__TO DO__. Word for word, transcribe the data below from the line with "pixel 264 143" to the line with "pixel 192 247", keeping both of those lines.
--- RECORDS SUPPLIED ---
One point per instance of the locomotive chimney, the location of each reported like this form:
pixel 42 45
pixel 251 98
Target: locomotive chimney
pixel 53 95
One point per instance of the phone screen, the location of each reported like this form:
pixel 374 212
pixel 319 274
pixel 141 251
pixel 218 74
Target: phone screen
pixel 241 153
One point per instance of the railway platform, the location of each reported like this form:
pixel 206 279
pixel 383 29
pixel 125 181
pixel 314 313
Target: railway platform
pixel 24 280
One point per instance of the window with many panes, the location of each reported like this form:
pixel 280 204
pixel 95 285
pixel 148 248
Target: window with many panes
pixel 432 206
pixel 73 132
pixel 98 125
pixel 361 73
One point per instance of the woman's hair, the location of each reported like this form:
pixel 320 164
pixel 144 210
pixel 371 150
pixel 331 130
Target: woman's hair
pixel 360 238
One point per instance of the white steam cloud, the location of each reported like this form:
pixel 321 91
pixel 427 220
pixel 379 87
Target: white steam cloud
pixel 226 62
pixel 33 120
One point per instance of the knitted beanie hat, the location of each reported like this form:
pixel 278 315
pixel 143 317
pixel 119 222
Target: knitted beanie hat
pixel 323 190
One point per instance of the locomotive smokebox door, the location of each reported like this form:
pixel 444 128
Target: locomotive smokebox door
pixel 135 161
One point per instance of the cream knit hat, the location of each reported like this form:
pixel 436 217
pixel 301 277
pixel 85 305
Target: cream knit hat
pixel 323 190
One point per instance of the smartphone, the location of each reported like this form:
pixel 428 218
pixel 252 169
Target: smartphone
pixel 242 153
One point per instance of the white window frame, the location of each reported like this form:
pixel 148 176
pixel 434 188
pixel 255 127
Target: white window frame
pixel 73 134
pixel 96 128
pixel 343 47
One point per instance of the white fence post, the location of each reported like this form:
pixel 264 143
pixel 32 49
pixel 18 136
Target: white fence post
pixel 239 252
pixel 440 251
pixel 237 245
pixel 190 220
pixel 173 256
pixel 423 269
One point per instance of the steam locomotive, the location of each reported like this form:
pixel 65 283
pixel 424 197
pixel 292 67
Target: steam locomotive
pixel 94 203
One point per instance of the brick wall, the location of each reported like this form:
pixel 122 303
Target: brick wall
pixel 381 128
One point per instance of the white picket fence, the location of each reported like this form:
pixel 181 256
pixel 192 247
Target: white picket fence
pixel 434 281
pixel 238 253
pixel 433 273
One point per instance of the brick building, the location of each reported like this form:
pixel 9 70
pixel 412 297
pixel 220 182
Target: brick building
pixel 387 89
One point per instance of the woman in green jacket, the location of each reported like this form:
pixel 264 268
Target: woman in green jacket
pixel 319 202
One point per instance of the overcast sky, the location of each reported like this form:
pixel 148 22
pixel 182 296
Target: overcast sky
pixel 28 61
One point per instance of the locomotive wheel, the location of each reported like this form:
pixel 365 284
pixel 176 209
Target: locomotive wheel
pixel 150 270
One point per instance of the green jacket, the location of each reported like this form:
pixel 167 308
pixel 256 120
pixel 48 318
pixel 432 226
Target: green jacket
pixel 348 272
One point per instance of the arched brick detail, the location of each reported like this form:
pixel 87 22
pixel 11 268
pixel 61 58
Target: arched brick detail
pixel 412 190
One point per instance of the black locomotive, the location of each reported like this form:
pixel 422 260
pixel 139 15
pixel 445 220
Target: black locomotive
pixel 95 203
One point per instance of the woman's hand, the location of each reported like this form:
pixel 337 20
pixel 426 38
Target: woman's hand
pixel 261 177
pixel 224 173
---
--- RECORDS SUPPLIED ---
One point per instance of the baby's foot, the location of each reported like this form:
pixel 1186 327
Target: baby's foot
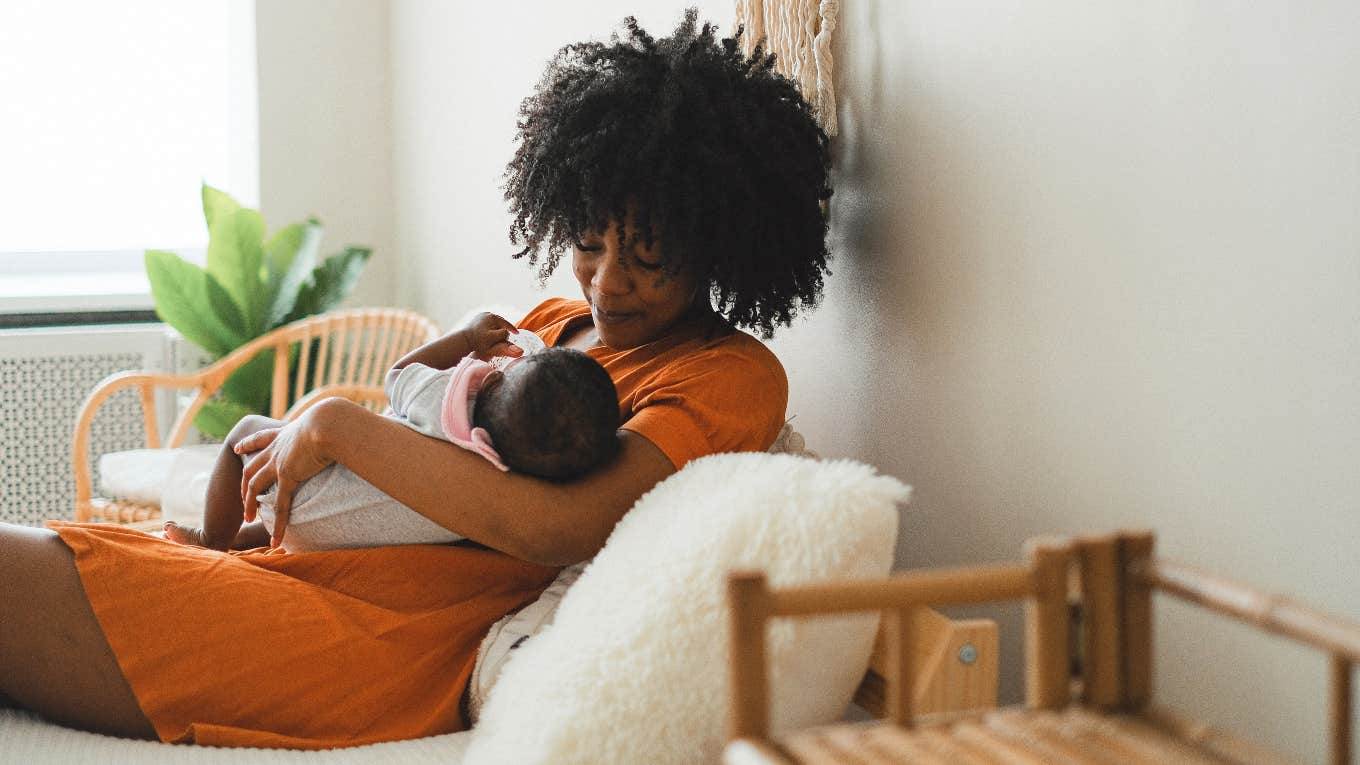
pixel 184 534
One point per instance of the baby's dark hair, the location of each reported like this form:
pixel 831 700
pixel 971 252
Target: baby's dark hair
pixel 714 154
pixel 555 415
---
__SOLVED PROBLEM__.
pixel 264 143
pixel 32 49
pixel 18 136
Target: white fence post
pixel 239 252
pixel 440 251
pixel 237 245
pixel 190 220
pixel 173 256
pixel 423 269
One point per instance of the steam locomotive, the location of each reported like this form:
pixel 65 283
pixel 424 197
pixel 292 67
Target: steam locomotive
pixel 94 203
One point per instance of the brick wall, the location of each reported like this form:
pixel 122 303
Target: brick wall
pixel 381 128
One point per instance of the white picket fence, the location of each reported like this form:
pixel 181 256
pixel 192 247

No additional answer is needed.